Dari ketentuan-ketentuan tersebut dapat kita ketahui bahwa pemberian hipotek dilakukan dengan pembuatan Akta Hipotek Kapal  di hadapan Pegawai pendaftaran dan pencatat balik Nama Kapal – Kapal, Yang dibantu oleh pegawai pembantu pendaftaran kapal-kapal di kantor syahbandar setempat tempat kapal didaftarkan. Setelah pembuatan akta hipotek Kapal tersebut selesai, maka harus dilakukan pencatatan/pendaftaran pemberian Hipotek atas Kapal itu dalam Buku Daftar yang disediakan untuk itu (pasal 315 Kitab Undang-Undang Hukum Dagang), sebagai tanda telah terbitnya pembebanan Hipotek atas Kapal guna memenuhi syarat publisitas dari pembebanan Hipotek, Dan dengan pendaftaran itu pula hak-hak istimewa dari Hipotek, yang berupa droit de preference dan droit de suite dapat dilaksanakan oleh kreditor atas Kapal yang dijaminkan dengan Hipotek tersebut.


Dokumen-dokumen yang Harus Diperiksa Kelengkapannya
Sebagai konsekwensi dari pembebanan Hipotek tersebut, beberapa dokumen yang disebutkan di bawah ini, perlu untuk di periksa oleh kreditor akan kebenaran dari kelengkapannya :
a.   Grosses Akta Pendaftaran Kapal (sementara), atau Grosse Akta Balik Nama Kapal;
b.   Surat Izin Perusahaan Pelayanan (SIUPP); dan
c.   Keterangan mengenai Spesifikasi Kapal yang dihipotekkan.
Grosse Akta Pendaftaran Kapal (sementara) atau Grosse Akta Balik Nama Kapal perlu dikuasai secara fisik oleh kreditor selaku pemengang Hipotek atas kapal tersebut,

Perjanjian Lainnya Yang Diperlukan Sebagai Kelengkapan yang menyertai Hipotek Kapal
Selain dari pembuatan Akta Hipotek dan pendaftarannya sebagaimana kita sebutkan di atas, beberapa macam perjanjian yang di sebutkan di bawah ini perlu juga untuk dibuat guna mengamankan Kepentingan kreditor terhadap kesanggupan debitor untuk melunasi utangnya. Perjanjian-perjanjian tersebut adalah :
1.   Perjanjian Pengalihan Hak atas klaim Asuransi Kapal;
2.   Perjanjian Pengalihan Hak atas Tagihan Pencarteran Kapal yang di miliki oleh debitor atas pihak ketiga yang mencarter kapal debitor
3.   Perjanjian gadai atas Perjanjian Pencarteran Kapal yang dibuat oelh debitor dengan pihak ketiga.

++++++++++

Tugas yang Dikerjakan: Teruskan teks tentang hipotek kapal mulai dari kalimat terakhir yang tercantum.

(Bahan)

++++++++++

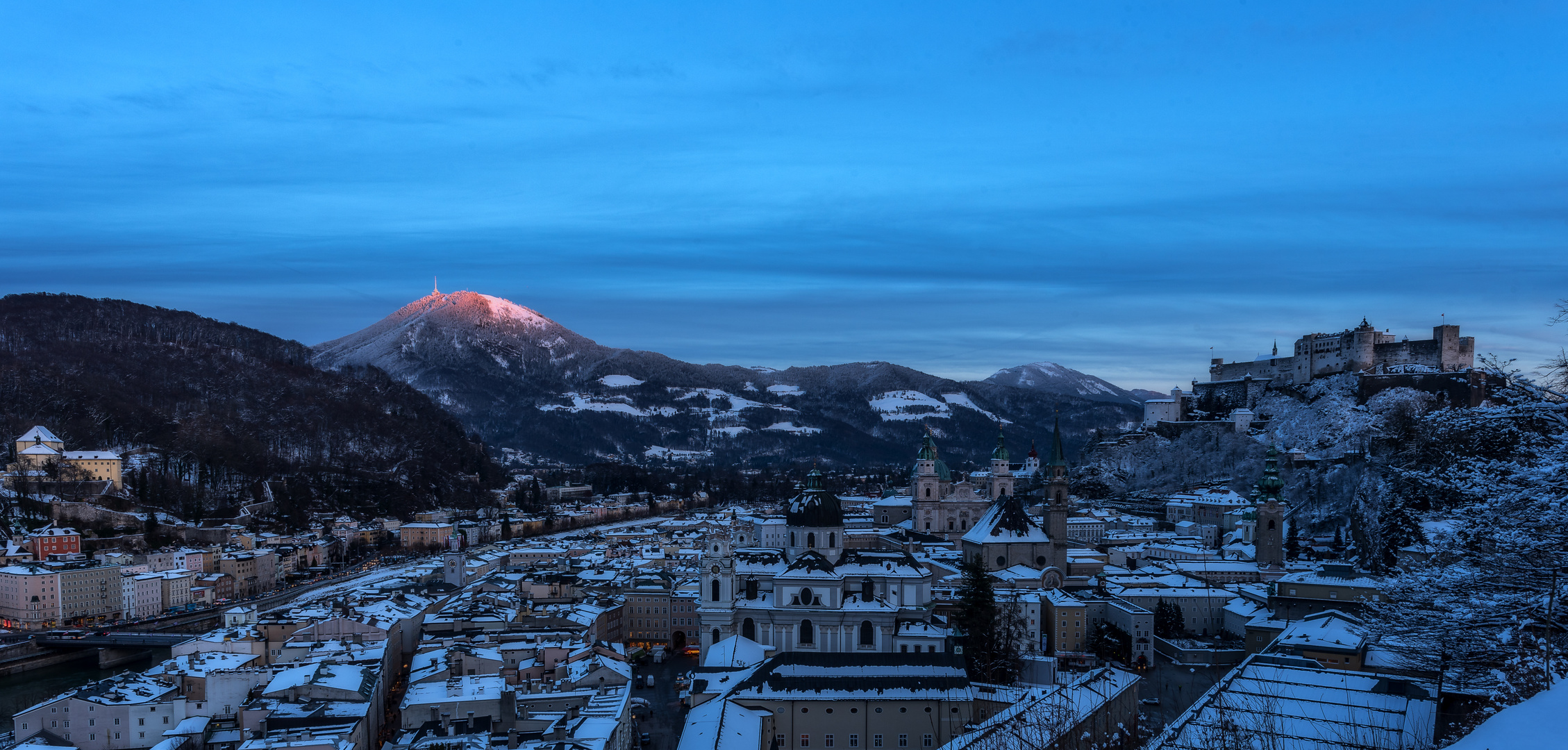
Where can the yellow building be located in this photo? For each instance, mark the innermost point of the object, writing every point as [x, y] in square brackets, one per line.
[37, 448]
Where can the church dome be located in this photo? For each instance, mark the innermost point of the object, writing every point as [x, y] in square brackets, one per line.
[815, 507]
[943, 473]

++++++++++

Jawaban Latihan:
Perjanjian Pengalihan Hak atas klaim Asuransi Kapal memungkinkan debitor untuk memperoleh pelunasan dari debitor seketika atas utang-utangnya yang dijaminkan dengan kapal tersebut, dalam hal kapal tersebut  mengalami kerugian (kecelakaan) laut. Dan dengan di buatnya pengalihan Hak atas Klaim Asuransi tersebut, berarti penggantian atas klaim yang di berikan oleh pihak Asuransi tersebut hanya akan dapat di terima secara langsung oleh kreditor, sebagai pihak yang memiliki kepentingan atas kerugian yang diderita oleh kapal tersebut. Selanjutnya pemanfaatan hasil penggantian klaim asuransi diserahkan pada perjanjian kredit antara kreditor dan debitor. Yang jelas dalam hal ini, apa pun perjanjian yang di sepakati, kreditor tidak akan rugi karenannya.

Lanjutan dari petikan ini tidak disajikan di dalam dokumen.